In the following listing, find the lines containing "below" and report them.
▼
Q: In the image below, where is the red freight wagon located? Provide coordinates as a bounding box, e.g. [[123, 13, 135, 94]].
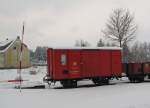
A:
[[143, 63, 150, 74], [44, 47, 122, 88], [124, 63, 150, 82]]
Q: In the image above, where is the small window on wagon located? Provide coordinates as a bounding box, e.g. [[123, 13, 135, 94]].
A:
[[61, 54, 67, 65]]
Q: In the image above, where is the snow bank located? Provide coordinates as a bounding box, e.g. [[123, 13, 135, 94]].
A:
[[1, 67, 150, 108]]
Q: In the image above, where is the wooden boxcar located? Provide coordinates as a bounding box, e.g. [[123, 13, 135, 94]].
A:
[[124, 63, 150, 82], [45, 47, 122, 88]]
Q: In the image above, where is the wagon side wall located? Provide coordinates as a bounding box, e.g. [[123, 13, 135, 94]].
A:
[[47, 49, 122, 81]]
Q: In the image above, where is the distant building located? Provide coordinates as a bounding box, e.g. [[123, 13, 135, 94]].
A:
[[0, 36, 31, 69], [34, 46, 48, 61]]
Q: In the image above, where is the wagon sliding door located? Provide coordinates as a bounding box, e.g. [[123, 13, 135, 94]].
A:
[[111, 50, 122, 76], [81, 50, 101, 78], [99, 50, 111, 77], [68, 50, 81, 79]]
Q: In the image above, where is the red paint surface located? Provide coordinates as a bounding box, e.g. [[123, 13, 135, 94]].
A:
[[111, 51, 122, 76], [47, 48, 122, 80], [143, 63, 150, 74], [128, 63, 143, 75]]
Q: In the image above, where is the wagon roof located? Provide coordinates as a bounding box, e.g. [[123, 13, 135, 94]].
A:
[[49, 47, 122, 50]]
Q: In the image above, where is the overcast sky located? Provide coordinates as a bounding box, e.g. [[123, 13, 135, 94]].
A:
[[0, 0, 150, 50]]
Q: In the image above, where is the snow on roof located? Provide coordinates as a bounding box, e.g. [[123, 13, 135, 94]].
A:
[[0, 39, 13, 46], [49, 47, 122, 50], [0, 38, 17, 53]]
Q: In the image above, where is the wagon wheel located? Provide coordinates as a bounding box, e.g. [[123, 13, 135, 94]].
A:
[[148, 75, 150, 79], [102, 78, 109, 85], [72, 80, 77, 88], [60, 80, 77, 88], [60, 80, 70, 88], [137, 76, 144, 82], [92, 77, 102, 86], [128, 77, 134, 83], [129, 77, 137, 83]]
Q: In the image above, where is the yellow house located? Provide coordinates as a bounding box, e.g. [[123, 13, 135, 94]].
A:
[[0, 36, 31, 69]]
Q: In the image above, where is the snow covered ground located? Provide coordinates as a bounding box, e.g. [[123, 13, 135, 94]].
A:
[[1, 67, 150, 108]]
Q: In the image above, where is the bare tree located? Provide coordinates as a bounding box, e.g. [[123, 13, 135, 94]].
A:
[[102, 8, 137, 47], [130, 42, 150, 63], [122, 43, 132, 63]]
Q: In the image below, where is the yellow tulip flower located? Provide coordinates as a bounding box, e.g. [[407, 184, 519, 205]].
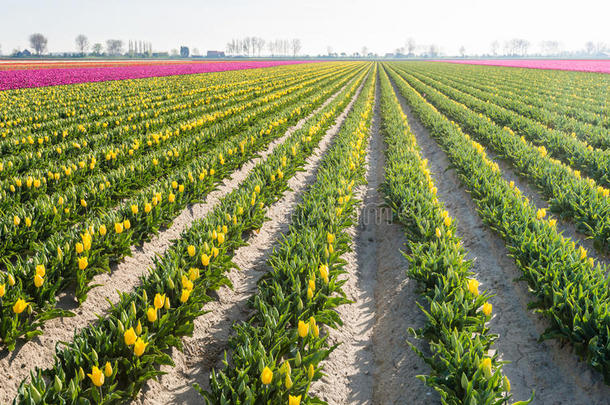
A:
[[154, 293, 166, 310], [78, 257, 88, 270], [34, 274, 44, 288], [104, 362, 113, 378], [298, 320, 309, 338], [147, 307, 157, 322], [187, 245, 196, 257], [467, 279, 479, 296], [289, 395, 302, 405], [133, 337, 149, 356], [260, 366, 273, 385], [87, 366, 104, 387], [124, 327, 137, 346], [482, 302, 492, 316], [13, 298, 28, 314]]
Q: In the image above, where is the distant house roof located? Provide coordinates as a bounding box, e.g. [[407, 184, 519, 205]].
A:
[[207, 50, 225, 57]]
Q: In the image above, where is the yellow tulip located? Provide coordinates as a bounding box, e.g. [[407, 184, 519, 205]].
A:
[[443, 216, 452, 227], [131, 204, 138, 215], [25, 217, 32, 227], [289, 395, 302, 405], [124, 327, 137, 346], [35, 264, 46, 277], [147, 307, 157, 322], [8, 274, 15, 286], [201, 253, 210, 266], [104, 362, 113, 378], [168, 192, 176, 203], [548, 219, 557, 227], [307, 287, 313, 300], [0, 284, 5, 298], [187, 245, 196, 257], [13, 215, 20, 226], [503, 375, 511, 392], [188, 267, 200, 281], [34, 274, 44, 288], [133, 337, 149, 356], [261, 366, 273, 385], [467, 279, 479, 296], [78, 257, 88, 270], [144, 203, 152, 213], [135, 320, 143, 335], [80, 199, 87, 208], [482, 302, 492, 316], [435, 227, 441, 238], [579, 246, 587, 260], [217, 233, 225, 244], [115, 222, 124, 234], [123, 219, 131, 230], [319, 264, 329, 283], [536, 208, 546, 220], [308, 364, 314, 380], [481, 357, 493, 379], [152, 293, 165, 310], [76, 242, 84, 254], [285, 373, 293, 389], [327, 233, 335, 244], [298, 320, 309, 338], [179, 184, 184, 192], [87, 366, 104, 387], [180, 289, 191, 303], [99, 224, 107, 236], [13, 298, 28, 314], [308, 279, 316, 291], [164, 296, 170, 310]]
▲
▶ TASK RESPONSE:
Q: In the image below, where is the red freight wagon located? Provide coordinates as a bounding box, e.g. [[123, 13, 135, 94]].
Q: In the image below, where is the yellow tulip flower located? Provide coordinates as a bounding box, e.g. [[407, 184, 519, 205]].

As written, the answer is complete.